> **WORK TO DO**: Copy every one of the records below word for word, leaving out the pictures.

> **DATA LISTING**:
▼

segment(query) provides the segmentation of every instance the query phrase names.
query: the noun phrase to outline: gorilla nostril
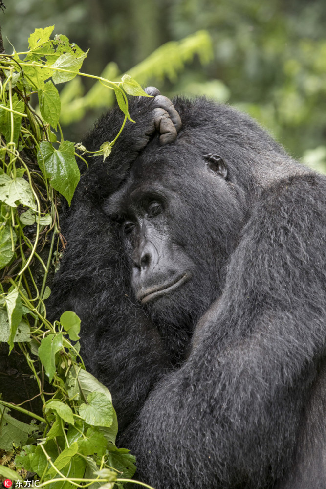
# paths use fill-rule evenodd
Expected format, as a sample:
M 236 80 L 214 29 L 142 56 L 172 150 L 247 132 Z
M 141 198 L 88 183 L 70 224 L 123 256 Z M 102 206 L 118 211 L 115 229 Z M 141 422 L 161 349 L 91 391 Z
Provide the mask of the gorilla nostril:
M 151 255 L 149 253 L 145 253 L 141 257 L 140 267 L 142 268 L 145 268 L 149 266 L 150 263 Z

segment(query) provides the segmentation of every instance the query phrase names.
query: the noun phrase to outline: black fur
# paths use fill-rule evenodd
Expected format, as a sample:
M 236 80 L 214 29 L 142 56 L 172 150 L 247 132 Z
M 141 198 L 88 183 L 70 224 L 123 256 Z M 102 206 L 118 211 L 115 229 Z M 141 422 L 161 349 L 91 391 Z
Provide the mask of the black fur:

▲

> **OUTPUT**:
segment(query) provides the segmentation of every instance the query phrase names.
query: the noun phrase to outline: gorilla nostril
# paths use fill-rule evenodd
Expected format, as a sample:
M 236 80 L 214 29 L 142 56 L 172 150 L 247 132 Z
M 141 198 L 88 183 L 70 224 L 123 256 Z M 102 206 L 118 211 L 115 229 Z M 141 422 L 161 349 L 91 391 Z
Provide the mask of the gorilla nostril:
M 151 255 L 149 253 L 145 253 L 141 257 L 140 267 L 142 268 L 145 268 L 149 266 L 150 263 Z

segment(query) provides the segmentation of every instance the query phrase names.
query: the noun phrase to outline: black fur
# paths use fill-rule evenodd
Expected format, as a sample:
M 236 80 L 214 29 L 142 56 L 172 150 L 247 132 Z
M 141 198 L 88 183 L 70 224 L 123 256 Z M 102 206 L 118 211 L 115 229 Z M 141 422 L 161 349 L 91 391 Z
Provide the mask of the black fur:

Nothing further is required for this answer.